HOW TO COMPLETE THIS TASK -> Look through the data below and extract, unchanged, the lines from the one that contains "# test: point on every instance of the thumb" to the one that contains "# test: point on every instance of the index", both included.

-----

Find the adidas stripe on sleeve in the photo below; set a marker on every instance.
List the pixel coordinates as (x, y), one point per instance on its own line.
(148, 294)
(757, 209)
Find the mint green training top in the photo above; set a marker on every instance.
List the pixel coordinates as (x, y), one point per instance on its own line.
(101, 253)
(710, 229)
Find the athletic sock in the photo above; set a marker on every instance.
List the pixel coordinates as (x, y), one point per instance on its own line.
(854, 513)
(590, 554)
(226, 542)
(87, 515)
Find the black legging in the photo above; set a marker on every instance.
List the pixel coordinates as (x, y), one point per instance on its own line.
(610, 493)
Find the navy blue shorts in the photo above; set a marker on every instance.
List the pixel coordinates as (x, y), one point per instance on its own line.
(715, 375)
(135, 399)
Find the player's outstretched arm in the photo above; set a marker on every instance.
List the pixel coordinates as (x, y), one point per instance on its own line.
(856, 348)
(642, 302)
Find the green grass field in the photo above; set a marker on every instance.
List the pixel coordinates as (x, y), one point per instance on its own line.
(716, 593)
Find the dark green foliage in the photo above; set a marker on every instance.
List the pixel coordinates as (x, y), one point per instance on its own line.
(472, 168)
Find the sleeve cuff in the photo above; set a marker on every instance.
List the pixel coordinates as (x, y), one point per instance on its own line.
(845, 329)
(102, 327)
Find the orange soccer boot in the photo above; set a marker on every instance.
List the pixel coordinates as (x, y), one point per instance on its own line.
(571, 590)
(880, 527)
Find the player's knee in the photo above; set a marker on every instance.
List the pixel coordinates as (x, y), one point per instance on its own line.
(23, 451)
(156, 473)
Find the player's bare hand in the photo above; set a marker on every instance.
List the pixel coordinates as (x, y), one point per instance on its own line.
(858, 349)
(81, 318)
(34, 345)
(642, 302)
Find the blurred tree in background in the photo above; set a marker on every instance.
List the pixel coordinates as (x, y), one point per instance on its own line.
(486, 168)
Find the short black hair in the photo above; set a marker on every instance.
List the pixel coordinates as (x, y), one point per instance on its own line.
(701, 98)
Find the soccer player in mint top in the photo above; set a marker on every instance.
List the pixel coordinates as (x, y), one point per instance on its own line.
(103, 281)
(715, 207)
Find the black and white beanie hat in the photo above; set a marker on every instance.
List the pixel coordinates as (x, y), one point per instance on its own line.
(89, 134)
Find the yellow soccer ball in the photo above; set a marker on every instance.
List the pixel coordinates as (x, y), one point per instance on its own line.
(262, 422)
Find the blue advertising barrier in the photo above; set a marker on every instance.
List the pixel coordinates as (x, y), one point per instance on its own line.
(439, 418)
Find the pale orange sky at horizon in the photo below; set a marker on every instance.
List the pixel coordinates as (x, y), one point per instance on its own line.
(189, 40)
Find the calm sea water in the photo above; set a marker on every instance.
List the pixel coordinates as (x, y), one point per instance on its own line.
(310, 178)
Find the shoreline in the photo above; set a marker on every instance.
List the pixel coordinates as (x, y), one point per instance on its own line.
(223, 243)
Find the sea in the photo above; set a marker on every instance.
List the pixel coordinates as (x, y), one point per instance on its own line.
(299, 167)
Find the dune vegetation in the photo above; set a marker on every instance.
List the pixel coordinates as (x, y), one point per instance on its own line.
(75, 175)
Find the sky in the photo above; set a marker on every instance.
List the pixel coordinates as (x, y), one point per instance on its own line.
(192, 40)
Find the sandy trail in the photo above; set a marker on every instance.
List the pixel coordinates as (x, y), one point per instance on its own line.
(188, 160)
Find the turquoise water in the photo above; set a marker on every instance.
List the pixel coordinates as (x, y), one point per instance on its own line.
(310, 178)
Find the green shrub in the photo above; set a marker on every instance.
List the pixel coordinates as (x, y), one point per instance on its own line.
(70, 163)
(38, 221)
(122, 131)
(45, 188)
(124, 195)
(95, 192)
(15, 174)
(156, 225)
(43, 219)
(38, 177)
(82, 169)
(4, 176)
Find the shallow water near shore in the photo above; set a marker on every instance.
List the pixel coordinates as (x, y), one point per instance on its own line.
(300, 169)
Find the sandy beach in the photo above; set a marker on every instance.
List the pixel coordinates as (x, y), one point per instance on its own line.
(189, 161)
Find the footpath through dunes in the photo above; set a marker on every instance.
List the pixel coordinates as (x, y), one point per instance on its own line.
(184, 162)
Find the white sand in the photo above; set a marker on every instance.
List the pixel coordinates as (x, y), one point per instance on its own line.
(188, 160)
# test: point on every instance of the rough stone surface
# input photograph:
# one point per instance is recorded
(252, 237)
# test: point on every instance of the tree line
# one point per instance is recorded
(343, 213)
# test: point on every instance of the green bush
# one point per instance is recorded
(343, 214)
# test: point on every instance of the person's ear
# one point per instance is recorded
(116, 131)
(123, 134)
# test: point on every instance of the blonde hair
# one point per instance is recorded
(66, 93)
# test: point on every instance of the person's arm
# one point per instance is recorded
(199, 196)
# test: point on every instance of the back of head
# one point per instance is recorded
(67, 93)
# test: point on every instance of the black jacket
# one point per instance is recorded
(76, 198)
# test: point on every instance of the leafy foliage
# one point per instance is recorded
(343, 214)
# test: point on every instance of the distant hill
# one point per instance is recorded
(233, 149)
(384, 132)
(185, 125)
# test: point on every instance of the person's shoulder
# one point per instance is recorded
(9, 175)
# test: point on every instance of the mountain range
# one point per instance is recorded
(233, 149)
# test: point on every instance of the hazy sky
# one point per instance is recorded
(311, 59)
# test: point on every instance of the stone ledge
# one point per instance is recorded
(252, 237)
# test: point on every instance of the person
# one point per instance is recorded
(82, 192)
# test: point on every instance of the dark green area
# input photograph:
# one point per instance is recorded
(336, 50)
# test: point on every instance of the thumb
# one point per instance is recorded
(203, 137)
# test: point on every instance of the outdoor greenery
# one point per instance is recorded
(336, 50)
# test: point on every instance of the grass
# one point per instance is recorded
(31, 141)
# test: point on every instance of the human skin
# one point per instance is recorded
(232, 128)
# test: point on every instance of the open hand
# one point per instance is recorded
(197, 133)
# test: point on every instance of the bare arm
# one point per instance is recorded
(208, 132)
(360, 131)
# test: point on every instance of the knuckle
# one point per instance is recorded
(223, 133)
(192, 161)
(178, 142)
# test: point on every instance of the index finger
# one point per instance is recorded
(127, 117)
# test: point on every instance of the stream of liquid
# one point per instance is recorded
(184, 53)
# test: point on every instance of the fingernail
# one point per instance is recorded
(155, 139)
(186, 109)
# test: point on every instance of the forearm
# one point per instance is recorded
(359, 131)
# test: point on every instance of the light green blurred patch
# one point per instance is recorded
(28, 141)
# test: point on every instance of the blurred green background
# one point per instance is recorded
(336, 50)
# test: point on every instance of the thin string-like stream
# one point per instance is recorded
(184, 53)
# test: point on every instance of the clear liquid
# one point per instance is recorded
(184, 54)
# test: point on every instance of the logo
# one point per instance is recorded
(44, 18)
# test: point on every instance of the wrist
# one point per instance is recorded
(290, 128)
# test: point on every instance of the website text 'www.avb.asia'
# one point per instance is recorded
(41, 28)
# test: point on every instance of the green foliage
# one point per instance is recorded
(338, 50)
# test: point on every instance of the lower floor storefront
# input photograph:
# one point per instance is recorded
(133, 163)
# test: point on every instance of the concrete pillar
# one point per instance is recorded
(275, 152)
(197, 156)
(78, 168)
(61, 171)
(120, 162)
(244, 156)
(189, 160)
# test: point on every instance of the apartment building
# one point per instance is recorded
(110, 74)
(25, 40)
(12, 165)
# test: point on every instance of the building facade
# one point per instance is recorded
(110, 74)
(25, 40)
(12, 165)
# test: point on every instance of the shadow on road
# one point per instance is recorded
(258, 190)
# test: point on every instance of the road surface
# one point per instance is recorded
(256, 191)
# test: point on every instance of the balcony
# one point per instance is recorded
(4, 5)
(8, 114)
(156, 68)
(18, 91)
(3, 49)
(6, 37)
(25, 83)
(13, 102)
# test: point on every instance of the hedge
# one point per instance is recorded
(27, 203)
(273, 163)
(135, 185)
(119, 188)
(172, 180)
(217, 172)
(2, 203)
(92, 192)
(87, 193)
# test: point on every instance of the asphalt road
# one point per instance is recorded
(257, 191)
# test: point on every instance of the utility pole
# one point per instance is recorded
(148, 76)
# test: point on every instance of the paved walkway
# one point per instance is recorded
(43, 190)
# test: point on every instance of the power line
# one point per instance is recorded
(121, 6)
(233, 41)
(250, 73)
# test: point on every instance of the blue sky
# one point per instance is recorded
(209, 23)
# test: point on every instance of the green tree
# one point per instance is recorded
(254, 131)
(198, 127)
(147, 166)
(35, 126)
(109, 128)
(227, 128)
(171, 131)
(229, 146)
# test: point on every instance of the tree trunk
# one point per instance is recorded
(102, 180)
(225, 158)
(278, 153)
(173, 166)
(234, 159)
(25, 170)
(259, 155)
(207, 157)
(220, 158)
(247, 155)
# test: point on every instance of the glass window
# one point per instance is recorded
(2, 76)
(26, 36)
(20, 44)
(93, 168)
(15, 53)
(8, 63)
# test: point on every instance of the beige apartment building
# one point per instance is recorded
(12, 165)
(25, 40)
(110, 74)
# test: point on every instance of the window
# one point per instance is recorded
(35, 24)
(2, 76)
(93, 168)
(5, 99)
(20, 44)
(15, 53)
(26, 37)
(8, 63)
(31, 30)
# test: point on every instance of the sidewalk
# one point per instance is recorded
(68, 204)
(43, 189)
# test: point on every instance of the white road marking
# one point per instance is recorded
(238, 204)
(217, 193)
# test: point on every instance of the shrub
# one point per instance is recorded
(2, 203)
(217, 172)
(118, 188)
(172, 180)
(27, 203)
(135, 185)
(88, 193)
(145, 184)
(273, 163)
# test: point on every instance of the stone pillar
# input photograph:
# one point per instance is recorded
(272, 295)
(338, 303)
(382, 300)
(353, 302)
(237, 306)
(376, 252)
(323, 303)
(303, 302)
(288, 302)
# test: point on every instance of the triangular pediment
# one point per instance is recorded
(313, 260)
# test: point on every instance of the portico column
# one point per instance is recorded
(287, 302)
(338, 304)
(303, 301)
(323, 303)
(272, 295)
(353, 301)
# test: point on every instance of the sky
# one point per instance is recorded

-----

RESPONSE AREA ->
# test: point on every instance of the thumb
# one point per instance is recorded
(203, 137)
# test: point on every instance of the outdoor greenery
# one point per instance is recorded
(336, 50)
# test: point on every instance of the grass
# one point per instance is recorded
(31, 141)
# test: point on every instance of the human skin
# one point per instance is recorded
(232, 128)
# test: point on every instance of the open hand
# one point per instance is recorded
(197, 133)
# test: point on every instance of the bare arm
# one point per instance is recorded
(208, 132)
(360, 131)
# test: point on every instance of the knuckle
# one point per instance is recorded
(223, 133)
(192, 161)
(178, 142)
# test: point on every instance of the index finger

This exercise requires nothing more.